-------- DATA
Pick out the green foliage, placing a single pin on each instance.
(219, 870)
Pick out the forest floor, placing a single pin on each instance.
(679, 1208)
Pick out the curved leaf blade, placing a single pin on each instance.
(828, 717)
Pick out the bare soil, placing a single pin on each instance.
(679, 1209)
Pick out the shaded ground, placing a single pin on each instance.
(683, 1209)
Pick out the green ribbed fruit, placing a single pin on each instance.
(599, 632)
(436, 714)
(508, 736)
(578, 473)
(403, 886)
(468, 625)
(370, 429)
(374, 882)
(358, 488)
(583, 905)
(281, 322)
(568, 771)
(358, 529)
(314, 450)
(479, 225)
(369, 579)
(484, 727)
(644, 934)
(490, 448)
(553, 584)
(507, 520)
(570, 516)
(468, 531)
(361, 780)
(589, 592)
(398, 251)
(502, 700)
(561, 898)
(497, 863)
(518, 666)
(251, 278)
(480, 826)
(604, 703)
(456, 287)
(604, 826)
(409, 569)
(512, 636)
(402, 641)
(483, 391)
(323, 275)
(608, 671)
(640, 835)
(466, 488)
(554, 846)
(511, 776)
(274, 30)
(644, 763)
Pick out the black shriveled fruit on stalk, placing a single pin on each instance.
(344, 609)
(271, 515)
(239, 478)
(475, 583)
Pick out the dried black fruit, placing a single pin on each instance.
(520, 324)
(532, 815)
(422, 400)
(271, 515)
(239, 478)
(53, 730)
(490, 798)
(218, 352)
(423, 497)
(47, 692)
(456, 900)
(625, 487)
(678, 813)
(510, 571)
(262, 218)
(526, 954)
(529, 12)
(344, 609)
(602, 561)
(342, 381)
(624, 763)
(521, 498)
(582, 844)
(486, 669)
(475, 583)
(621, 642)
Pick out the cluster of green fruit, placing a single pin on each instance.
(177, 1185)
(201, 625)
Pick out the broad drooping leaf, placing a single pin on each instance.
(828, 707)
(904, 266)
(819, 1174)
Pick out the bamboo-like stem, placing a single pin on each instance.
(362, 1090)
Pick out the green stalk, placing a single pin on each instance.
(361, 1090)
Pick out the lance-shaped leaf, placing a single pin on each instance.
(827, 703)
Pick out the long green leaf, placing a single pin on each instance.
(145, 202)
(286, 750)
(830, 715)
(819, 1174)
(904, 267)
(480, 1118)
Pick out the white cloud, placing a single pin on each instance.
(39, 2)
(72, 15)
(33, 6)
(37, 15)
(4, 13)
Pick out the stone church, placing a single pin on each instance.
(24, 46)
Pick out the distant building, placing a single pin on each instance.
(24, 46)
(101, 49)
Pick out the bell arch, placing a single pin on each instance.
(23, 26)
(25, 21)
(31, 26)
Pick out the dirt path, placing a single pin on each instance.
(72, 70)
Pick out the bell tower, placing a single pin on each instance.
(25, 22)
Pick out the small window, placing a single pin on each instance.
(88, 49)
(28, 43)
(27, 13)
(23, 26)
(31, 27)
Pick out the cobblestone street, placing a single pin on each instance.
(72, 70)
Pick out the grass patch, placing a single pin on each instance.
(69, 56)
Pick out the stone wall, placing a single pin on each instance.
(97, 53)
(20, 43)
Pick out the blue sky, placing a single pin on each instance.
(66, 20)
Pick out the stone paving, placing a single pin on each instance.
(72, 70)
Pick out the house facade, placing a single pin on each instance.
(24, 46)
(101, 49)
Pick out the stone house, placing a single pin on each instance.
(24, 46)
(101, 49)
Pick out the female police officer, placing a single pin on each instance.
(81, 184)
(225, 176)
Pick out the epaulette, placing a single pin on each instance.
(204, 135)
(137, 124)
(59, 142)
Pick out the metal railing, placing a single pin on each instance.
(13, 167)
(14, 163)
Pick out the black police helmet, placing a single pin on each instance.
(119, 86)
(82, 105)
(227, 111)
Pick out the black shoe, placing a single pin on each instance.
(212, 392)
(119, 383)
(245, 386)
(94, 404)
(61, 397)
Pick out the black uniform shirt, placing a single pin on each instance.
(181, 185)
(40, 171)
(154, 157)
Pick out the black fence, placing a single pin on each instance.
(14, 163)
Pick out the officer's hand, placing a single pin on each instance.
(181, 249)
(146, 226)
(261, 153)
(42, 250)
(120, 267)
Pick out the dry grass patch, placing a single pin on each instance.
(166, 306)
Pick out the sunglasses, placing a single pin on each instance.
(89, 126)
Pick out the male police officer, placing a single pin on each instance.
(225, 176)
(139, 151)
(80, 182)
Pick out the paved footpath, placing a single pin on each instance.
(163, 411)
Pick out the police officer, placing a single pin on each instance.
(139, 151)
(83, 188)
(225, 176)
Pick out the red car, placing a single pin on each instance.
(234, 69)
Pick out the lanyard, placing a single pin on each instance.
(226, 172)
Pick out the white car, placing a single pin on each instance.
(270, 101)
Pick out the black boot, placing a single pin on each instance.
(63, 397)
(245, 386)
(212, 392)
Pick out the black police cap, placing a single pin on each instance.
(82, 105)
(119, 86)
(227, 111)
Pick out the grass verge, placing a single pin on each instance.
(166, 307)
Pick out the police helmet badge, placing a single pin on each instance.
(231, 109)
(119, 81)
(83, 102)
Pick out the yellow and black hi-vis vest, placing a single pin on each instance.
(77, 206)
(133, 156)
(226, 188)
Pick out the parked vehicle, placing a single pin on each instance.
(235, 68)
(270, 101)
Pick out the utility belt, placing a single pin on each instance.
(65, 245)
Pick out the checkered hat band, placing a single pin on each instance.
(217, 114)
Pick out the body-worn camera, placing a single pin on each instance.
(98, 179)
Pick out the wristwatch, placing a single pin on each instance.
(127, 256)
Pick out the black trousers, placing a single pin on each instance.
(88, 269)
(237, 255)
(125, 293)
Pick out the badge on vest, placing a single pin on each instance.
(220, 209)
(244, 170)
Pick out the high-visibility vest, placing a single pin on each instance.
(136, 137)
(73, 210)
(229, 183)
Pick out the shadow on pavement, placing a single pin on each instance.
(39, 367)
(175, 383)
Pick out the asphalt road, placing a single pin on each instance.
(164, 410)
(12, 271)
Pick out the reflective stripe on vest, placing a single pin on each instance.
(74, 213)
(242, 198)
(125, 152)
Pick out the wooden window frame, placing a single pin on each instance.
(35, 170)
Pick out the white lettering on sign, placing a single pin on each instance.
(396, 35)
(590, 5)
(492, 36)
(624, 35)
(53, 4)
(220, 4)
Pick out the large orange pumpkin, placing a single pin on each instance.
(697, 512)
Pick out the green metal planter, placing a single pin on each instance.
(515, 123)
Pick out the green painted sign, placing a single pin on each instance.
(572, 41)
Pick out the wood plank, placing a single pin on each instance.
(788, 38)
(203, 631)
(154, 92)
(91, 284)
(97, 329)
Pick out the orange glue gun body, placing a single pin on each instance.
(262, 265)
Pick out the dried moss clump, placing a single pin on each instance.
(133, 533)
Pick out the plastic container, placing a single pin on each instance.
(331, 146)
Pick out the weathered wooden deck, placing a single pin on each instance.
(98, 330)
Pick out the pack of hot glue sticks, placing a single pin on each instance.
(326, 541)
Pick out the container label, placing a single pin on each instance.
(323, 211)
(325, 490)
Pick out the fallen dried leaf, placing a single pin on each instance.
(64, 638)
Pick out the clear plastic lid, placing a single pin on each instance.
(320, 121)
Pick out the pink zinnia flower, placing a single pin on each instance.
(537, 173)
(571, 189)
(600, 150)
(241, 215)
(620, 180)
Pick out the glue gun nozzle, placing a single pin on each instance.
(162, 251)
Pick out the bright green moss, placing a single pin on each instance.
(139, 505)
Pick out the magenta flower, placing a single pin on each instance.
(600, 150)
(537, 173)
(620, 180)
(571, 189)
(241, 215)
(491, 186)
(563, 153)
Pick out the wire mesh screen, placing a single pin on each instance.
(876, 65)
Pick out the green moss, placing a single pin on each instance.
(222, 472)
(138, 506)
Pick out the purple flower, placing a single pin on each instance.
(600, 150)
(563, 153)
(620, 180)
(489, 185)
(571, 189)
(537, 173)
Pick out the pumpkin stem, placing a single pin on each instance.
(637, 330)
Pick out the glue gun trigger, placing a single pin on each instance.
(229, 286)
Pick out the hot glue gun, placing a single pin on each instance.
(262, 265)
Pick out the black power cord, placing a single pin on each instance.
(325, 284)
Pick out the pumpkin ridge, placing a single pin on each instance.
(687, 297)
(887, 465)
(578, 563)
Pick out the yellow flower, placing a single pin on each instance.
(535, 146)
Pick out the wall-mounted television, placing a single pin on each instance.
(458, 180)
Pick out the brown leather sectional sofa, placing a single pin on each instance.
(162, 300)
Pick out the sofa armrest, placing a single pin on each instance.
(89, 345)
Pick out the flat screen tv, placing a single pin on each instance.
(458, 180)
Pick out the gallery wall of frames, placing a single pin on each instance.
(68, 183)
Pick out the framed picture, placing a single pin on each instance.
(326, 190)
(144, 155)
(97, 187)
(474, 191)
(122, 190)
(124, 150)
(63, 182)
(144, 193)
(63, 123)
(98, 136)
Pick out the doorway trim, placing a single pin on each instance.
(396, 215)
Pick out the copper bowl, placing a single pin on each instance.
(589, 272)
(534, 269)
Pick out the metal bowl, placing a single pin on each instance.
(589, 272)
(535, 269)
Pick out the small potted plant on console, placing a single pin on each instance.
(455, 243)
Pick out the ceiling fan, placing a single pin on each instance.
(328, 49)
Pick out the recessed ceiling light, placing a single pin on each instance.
----------------
● WHAT YOU ARE ASKED TO DO
Starting from the line that contains "Pick out the gallery", give again every line to the last line of the data, exactly. Include nothing else.

● YOUR SOLUTION
Pick out the gallery wall of frames, placing a single pin on each instance.
(68, 183)
Pick out the framed picture, placing a single pin on each instance.
(326, 190)
(144, 155)
(97, 187)
(474, 191)
(122, 190)
(124, 150)
(63, 182)
(144, 193)
(63, 123)
(98, 136)
Pick out the doorway trim, placing a single pin on each instance.
(396, 215)
Pick out the copper bowl, placing a single pin on each instance.
(589, 272)
(534, 269)
Pick out the metal bowl, placing a single pin on each instance.
(589, 272)
(535, 269)
Pick out the small potted plant on console, placing a single pin on each instance.
(455, 243)
Pick out the ceiling fan, placing a single pin on each instance.
(328, 49)
Pick out the recessed ceiling light, placing a single pin on each instance.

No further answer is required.